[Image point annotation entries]
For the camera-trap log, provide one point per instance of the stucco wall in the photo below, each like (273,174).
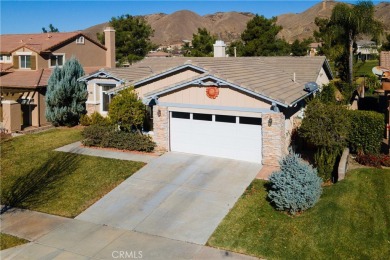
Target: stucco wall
(196,95)
(161,128)
(166,81)
(89,54)
(94,88)
(274,141)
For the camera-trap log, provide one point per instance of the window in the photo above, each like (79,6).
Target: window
(204,117)
(57,60)
(181,115)
(5,58)
(80,40)
(25,61)
(250,120)
(225,119)
(106,99)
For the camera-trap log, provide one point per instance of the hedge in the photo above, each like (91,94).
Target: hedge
(366,132)
(109,136)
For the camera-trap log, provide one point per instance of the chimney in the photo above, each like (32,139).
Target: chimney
(219,49)
(109,39)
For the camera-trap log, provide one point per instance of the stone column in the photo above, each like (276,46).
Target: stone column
(274,140)
(161,128)
(12,116)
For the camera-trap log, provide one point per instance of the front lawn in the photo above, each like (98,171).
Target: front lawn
(8,241)
(35,177)
(351,221)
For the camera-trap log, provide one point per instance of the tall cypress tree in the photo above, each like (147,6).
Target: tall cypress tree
(65,96)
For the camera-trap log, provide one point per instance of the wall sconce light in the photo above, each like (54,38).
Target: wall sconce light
(270,122)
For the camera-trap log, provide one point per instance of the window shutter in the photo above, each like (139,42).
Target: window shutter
(16,62)
(33,60)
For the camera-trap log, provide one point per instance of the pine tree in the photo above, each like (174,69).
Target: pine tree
(296,187)
(65,96)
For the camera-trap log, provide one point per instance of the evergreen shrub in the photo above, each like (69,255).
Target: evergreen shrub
(94,119)
(65,96)
(296,186)
(110,137)
(366,132)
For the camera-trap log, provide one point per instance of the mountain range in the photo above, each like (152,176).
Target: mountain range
(173,28)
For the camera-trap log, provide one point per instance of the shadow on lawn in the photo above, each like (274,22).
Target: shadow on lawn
(40,184)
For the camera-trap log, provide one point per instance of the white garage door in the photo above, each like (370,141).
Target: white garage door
(233,137)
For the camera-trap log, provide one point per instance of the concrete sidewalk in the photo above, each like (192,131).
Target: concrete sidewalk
(129,156)
(55,237)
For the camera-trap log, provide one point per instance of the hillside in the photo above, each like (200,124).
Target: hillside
(174,28)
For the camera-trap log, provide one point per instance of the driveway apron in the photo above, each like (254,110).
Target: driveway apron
(178,196)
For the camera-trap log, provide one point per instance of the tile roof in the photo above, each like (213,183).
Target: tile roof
(268,76)
(38,42)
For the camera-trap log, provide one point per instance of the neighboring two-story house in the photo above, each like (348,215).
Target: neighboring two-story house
(26,62)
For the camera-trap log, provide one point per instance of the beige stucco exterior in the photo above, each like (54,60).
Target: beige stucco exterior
(166,81)
(94,89)
(88,54)
(196,95)
(11,116)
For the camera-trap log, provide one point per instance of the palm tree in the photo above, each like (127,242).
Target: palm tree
(355,20)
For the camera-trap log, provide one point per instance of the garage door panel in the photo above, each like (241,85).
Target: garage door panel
(221,139)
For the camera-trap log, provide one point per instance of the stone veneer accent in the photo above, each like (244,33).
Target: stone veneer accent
(161,128)
(274,139)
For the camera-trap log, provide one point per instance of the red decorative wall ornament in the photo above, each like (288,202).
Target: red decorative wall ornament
(212,92)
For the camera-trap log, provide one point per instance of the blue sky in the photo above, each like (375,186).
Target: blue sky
(31,16)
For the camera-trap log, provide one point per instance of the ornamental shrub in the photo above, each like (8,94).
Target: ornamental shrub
(65,96)
(366,132)
(374,160)
(325,161)
(109,136)
(94,119)
(127,110)
(296,186)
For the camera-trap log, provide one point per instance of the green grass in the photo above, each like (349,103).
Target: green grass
(35,177)
(351,221)
(8,241)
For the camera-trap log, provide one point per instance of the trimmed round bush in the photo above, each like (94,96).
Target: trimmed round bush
(296,187)
(109,136)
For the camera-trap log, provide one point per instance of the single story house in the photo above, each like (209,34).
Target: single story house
(239,108)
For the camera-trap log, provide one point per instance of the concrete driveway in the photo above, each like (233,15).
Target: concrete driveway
(178,196)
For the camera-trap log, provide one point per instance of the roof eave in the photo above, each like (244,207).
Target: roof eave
(222,82)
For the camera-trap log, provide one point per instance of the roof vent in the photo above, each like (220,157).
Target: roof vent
(311,86)
(219,49)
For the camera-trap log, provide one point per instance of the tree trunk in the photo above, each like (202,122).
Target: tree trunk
(350,60)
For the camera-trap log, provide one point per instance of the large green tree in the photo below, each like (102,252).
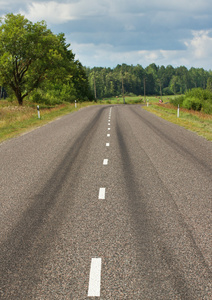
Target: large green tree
(29,54)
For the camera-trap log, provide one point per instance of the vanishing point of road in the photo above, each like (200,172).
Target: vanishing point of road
(110,202)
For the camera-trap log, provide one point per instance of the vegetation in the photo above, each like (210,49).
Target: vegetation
(195,121)
(32,57)
(195,99)
(153,80)
(16,119)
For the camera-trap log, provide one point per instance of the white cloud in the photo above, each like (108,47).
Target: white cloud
(54,12)
(198,53)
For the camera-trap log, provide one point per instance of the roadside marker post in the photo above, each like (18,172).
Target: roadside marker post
(38,109)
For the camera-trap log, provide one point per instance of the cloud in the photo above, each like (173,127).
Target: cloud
(196,54)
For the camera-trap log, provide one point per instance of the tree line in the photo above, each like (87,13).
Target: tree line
(152,80)
(37,65)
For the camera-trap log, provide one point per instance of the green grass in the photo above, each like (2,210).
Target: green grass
(198,122)
(16,120)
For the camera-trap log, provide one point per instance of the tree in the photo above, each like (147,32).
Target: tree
(29,54)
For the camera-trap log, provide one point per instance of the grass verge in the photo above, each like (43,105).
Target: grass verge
(16,120)
(195,121)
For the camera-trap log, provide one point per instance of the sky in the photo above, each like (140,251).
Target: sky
(105,33)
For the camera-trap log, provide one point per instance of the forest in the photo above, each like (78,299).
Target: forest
(152,80)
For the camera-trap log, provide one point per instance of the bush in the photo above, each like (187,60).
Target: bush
(177,100)
(193,103)
(207,107)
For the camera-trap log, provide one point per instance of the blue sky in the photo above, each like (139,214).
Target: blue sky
(110,32)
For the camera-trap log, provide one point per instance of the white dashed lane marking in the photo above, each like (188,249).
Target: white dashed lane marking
(101,194)
(95,277)
(105,162)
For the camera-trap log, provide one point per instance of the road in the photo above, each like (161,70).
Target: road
(110,202)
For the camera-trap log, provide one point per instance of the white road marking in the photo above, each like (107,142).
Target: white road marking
(101,194)
(95,277)
(105,162)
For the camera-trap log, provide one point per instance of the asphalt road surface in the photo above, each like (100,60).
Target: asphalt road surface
(110,202)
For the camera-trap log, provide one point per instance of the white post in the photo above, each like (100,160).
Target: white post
(38,111)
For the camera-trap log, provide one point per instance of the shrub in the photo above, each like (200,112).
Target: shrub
(192,103)
(177,100)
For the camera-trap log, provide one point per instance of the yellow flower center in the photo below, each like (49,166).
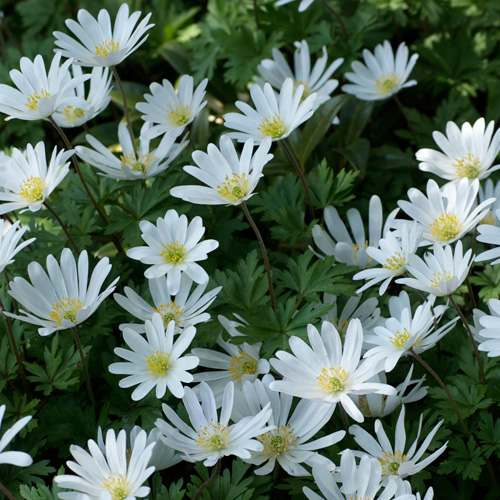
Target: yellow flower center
(159,363)
(34,99)
(386,83)
(333,380)
(273,126)
(244,364)
(446,227)
(105,48)
(66,308)
(32,189)
(117,485)
(468,166)
(174,253)
(234,188)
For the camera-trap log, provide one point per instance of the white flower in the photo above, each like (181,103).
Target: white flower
(469,152)
(27,180)
(396,463)
(10,235)
(289,443)
(155,361)
(275,116)
(443,271)
(170,110)
(277,70)
(341,244)
(63,298)
(99,45)
(19,458)
(382,75)
(328,371)
(184,309)
(133,164)
(395,249)
(211,437)
(446,214)
(173,247)
(230,179)
(116,470)
(40,93)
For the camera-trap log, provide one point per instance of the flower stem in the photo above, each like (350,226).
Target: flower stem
(474,345)
(264,254)
(63,226)
(209,481)
(84,365)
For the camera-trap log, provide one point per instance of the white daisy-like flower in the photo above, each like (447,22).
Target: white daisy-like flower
(342,245)
(445,215)
(441,272)
(132,164)
(277,70)
(396,463)
(468,152)
(27,180)
(230,179)
(289,443)
(183,309)
(116,472)
(156,361)
(172,110)
(10,235)
(328,371)
(382,75)
(405,331)
(275,116)
(211,437)
(19,458)
(97,43)
(174,247)
(64,297)
(40,93)
(393,253)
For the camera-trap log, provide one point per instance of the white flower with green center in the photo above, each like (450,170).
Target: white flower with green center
(275,116)
(115,471)
(173,248)
(467,152)
(327,370)
(382,75)
(64,297)
(230,179)
(26,179)
(212,437)
(172,109)
(156,361)
(396,462)
(445,215)
(97,43)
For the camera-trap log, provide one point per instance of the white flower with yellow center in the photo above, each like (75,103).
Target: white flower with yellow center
(468,152)
(445,215)
(441,272)
(174,247)
(275,116)
(382,75)
(64,297)
(116,472)
(230,179)
(97,43)
(170,109)
(327,370)
(212,437)
(396,462)
(156,361)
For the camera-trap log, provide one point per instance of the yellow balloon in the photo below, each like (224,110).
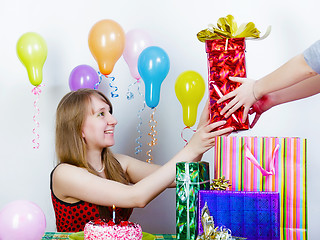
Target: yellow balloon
(189,88)
(32,52)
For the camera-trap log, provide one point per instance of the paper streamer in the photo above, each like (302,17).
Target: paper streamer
(152,134)
(138,148)
(182,134)
(113,93)
(130,94)
(96,86)
(36,91)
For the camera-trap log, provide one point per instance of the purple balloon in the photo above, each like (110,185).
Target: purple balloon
(83,76)
(22,219)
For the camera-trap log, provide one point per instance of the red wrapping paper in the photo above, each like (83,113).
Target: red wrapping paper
(226,57)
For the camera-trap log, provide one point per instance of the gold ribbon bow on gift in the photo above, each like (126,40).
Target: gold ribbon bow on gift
(228,28)
(220,184)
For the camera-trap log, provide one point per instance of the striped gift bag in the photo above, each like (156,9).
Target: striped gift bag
(269,164)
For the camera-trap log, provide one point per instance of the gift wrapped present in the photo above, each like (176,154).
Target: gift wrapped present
(190,178)
(277,164)
(225,47)
(251,215)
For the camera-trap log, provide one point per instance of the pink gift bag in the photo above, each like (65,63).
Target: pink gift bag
(275,164)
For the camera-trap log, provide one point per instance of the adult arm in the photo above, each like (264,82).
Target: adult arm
(297,69)
(304,89)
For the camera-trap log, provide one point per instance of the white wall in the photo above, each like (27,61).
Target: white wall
(173,25)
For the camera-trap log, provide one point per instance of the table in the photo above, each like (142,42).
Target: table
(65,236)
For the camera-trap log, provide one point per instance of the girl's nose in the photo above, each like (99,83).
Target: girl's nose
(112,120)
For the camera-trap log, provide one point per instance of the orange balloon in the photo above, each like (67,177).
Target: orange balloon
(106,43)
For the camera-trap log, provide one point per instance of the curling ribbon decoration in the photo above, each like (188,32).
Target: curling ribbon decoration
(152,134)
(112,86)
(228,28)
(182,134)
(36,91)
(96,86)
(130,94)
(138,148)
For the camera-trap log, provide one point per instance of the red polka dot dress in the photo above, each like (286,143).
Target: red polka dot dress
(72,217)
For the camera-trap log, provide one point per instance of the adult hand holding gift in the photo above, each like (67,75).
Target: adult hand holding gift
(298,78)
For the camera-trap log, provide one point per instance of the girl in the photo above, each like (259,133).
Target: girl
(296,79)
(90,179)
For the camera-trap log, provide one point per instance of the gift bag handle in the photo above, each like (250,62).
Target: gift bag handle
(264,172)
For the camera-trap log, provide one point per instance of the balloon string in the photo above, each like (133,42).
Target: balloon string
(113,93)
(140,123)
(182,134)
(36,91)
(130,94)
(152,134)
(96,86)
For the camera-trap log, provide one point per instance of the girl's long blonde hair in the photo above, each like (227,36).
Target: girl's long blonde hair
(70,145)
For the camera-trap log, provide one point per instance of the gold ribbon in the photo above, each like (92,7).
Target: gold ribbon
(220,184)
(228,28)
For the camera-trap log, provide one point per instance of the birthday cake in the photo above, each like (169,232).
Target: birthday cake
(101,230)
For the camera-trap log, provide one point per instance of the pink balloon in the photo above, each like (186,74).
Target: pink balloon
(136,41)
(22,220)
(83,76)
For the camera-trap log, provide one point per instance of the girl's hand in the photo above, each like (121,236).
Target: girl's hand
(204,138)
(242,96)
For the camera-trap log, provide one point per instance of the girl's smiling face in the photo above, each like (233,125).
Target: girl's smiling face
(99,124)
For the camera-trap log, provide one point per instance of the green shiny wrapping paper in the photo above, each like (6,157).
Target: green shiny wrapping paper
(190,178)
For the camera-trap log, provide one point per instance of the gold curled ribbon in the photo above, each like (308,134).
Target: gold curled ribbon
(228,28)
(220,184)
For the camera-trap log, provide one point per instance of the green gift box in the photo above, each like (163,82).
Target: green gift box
(190,178)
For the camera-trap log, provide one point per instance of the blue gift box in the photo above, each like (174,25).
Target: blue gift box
(251,215)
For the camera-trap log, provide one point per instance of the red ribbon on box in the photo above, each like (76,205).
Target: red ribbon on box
(226,57)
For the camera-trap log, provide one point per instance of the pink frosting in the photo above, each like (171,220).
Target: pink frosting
(105,231)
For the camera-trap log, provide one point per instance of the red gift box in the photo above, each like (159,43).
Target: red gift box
(226,57)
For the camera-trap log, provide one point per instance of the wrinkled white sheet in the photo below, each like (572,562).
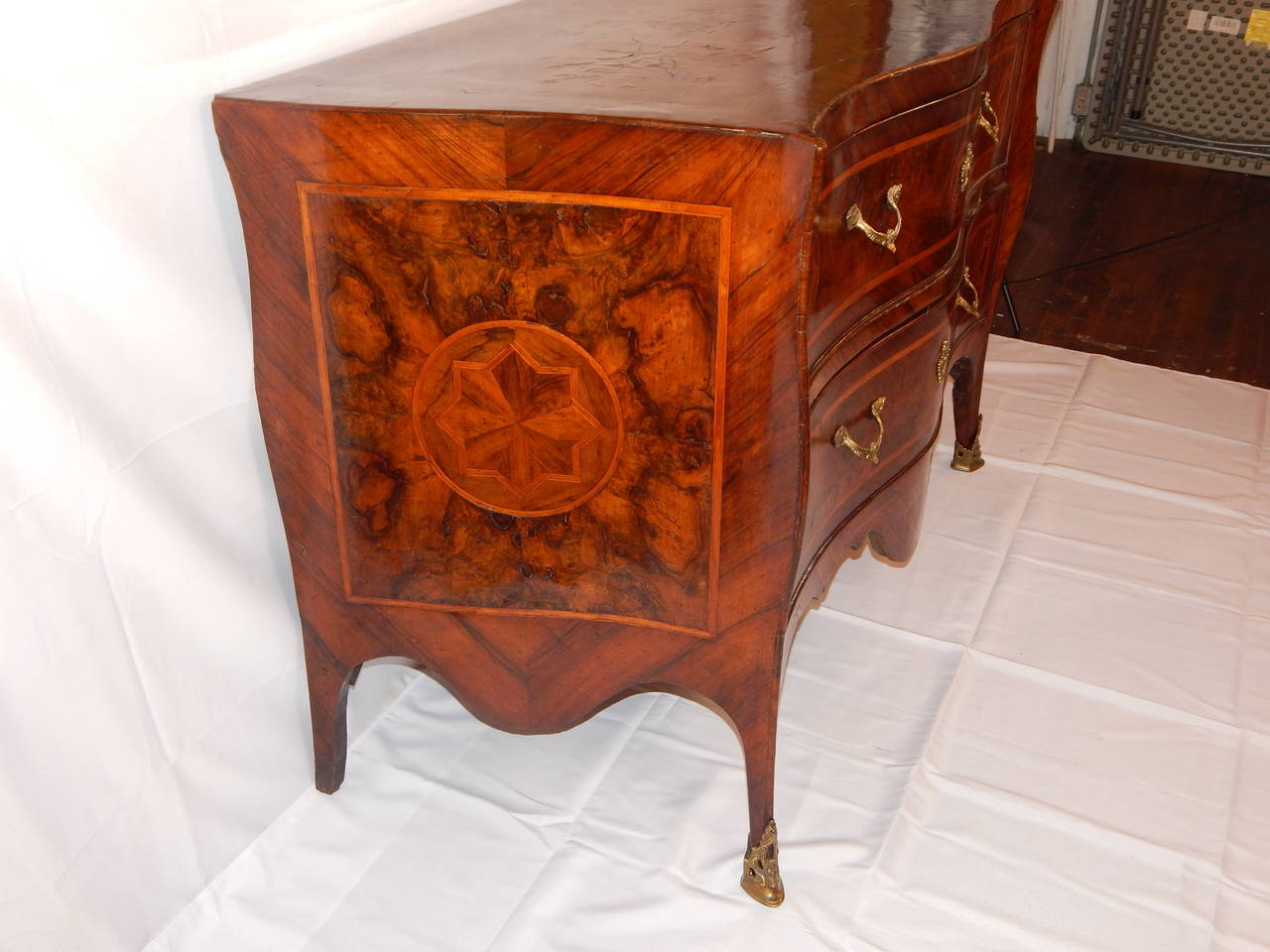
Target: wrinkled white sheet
(1049,733)
(153,712)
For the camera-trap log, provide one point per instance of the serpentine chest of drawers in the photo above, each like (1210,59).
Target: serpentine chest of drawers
(592,336)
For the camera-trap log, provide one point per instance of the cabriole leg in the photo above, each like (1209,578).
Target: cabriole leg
(327,702)
(761,875)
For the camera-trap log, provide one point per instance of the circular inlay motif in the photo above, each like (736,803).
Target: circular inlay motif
(516,416)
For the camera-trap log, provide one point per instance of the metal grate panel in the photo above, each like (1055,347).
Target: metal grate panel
(1167,91)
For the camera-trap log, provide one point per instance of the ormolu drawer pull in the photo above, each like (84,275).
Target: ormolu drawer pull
(842,438)
(988,121)
(853,218)
(971,306)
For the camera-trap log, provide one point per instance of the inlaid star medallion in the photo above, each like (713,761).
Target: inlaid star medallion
(517,417)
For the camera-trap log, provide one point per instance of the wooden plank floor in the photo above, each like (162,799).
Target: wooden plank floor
(1197,302)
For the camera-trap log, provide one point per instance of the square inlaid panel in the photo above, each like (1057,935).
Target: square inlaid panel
(525,399)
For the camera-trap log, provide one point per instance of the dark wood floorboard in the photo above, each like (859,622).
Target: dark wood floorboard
(1199,302)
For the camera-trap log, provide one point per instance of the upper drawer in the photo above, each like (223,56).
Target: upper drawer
(874,417)
(889,212)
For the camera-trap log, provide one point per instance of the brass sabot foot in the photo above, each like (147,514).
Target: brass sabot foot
(969,460)
(761,875)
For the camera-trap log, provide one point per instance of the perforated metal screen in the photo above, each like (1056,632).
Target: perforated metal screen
(1167,90)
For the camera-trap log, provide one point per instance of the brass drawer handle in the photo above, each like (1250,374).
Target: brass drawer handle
(842,438)
(971,306)
(853,218)
(988,121)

▶ WHAT IS ASKED
Which lines run from the one containing "each like (1057,935)." to the end of the entries above? Quote exactly those, and only those.

▶ SOLVED EXERCISE
For the camera-trap log, provide one point per instance of the square inlaid panel in the photo above, each like (1057,935).
Target: square inlaid panel
(525,399)
For the camera-trap log, provide one point per instance of the dark wood floorboard in the photo above, each like (859,622).
Target: dark wood floorboard
(1199,302)
For the camera-trap log, provide one point per instance of the upper drawer in the photo above, each like (223,56).
Target: upper drawer
(874,417)
(889,212)
For the camera-trap log, provide one point per instance of the brass sabot foot in the photo above, each like (147,514).
Target: brass sabot foot
(969,460)
(761,875)
For the camera-trap log, provide one point per instance of the perforated metal screen in the photo above, each like (1056,632).
Target: perforated metal screen
(1167,90)
For the camera-trap log, provide one point per instance of the brass drawer handle in the photo above, each like (1250,374).
Target: brass drawer handle
(842,438)
(971,306)
(853,218)
(988,121)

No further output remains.